### INSTRUCTIONS FOR THE TASK
Could you retype the entries exactly as they are?

[Text-to-region grounding data]
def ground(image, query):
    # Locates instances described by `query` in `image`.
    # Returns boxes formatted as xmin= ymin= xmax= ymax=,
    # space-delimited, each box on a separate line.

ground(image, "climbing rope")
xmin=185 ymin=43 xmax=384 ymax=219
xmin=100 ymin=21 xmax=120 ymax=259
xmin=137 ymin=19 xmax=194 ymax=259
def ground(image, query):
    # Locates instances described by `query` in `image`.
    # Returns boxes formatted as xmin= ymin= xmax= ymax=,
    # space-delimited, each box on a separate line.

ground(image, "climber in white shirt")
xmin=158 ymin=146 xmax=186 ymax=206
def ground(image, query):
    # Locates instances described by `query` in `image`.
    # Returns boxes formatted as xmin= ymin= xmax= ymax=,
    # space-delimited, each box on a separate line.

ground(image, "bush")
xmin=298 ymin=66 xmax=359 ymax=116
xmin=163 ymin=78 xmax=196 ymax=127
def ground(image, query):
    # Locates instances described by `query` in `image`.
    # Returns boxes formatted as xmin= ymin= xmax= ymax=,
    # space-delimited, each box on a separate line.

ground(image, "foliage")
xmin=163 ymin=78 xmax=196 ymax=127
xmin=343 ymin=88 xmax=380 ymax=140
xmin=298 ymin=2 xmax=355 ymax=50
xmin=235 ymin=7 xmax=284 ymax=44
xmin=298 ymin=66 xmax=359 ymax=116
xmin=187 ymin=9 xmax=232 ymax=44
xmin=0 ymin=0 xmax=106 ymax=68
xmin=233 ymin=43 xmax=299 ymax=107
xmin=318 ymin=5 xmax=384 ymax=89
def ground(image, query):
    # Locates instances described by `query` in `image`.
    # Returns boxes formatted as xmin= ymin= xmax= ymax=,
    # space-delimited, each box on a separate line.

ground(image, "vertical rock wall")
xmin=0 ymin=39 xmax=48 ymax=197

### OUTPUT OF THE EXERCISE
def ground(image, query):
    # Locates instances described by `query` in `image`.
    # Returns boxes formatted as xmin= ymin= xmax= ymax=,
    # space-delimited, each box on a separate line.

ground(image, "climbing rope")
xmin=185 ymin=43 xmax=384 ymax=219
xmin=100 ymin=21 xmax=120 ymax=259
xmin=137 ymin=19 xmax=194 ymax=259
def ground(image, query):
    # Locates instances described by `query` in `image`.
    # Returns boxes formatted as xmin= ymin= xmax= ymax=,
    # space-delimited, each box on a separate line.

ground(image, "climber in white shirt")
xmin=158 ymin=146 xmax=186 ymax=206
def ground(image, query):
    # Locates instances described by `query` in `image`.
    # Returns boxes formatted as xmin= ymin= xmax= ymax=,
    # space-delimited, each box on a separate line.

ground(image, "bush")
xmin=298 ymin=66 xmax=359 ymax=116
xmin=163 ymin=78 xmax=196 ymax=127
def ground(image, query):
    # Locates instances described by `query` in `image`.
    # Returns boxes formatted as xmin= ymin= xmax= ymax=,
    # space-delimited, each box on a separate line.

ground(image, "foliage")
xmin=163 ymin=78 xmax=196 ymax=127
xmin=343 ymin=88 xmax=380 ymax=140
xmin=298 ymin=2 xmax=355 ymax=50
xmin=235 ymin=7 xmax=284 ymax=44
xmin=298 ymin=66 xmax=359 ymax=116
xmin=187 ymin=9 xmax=232 ymax=44
xmin=0 ymin=0 xmax=106 ymax=68
xmin=233 ymin=43 xmax=299 ymax=107
xmin=318 ymin=5 xmax=384 ymax=89
def ground(image, query):
    # Locates instances described by `query` in `image`.
    # Returns boxes formatted as xmin= ymin= xmax= ymax=,
    # space-delimited, each box on a separate line.

ground(image, "vertical rock wall")
xmin=0 ymin=39 xmax=48 ymax=197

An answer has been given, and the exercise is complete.